▸ **Aim of the task**:
Print verbatim every line starting at the one that contains "Target: umbrella tassel" and ending at the final line of the records; include both endpoints.

..............................

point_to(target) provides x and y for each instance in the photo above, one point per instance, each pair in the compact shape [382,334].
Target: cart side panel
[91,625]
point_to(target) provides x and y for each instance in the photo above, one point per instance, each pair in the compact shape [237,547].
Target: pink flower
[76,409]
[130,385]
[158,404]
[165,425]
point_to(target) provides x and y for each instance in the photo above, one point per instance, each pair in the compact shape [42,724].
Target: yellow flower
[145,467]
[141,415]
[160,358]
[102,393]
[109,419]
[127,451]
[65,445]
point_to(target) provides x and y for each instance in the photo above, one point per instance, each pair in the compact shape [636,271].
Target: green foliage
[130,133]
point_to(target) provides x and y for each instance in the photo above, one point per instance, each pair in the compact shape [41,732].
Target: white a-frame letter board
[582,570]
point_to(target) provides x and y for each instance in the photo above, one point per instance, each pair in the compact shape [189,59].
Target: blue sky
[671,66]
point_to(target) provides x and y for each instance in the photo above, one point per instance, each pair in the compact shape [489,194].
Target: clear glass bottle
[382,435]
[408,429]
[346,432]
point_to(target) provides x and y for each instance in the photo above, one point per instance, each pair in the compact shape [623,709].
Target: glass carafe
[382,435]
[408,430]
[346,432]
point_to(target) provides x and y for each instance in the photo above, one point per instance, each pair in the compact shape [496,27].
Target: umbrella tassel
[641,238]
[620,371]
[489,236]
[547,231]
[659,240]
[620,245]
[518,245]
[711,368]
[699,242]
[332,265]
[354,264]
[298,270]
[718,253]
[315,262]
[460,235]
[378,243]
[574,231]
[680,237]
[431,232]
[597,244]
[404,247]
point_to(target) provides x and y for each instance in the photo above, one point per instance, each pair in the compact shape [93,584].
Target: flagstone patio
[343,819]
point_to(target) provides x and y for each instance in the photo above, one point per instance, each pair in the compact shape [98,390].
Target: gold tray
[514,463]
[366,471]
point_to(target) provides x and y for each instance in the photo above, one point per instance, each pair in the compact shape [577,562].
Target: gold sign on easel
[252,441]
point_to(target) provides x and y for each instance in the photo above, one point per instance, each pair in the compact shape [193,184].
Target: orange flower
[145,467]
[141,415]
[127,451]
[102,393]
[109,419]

..............................

▸ **Solution for this task**:
Target: umbrella tassel
[641,238]
[620,371]
[489,236]
[547,231]
[659,240]
[620,245]
[518,245]
[711,368]
[699,242]
[332,265]
[354,264]
[298,270]
[718,253]
[315,262]
[460,235]
[378,243]
[574,231]
[680,237]
[431,232]
[597,244]
[404,247]
point_to(target) provides x and y for each instance in the photo above, one point per instance, each pair in the compact shape [93,584].
Target: flagstone patio
[343,819]
point_to(target) provides x and y for each instance in the photo above, one point per instance, each pair in the compact shape [98,390].
Target: gold tray
[514,463]
[366,471]
point_to(target) provides x and y for each instance in the photo above, one point per instance, each pair in the compact shape [577,562].
Target: gold sign on easel
[252,441]
point_to(target) provides x and y for each instance in the photo above, one point per instance, each pair in the compact shape [193,184].
Target: orange flower
[145,467]
[141,415]
[127,451]
[102,393]
[109,419]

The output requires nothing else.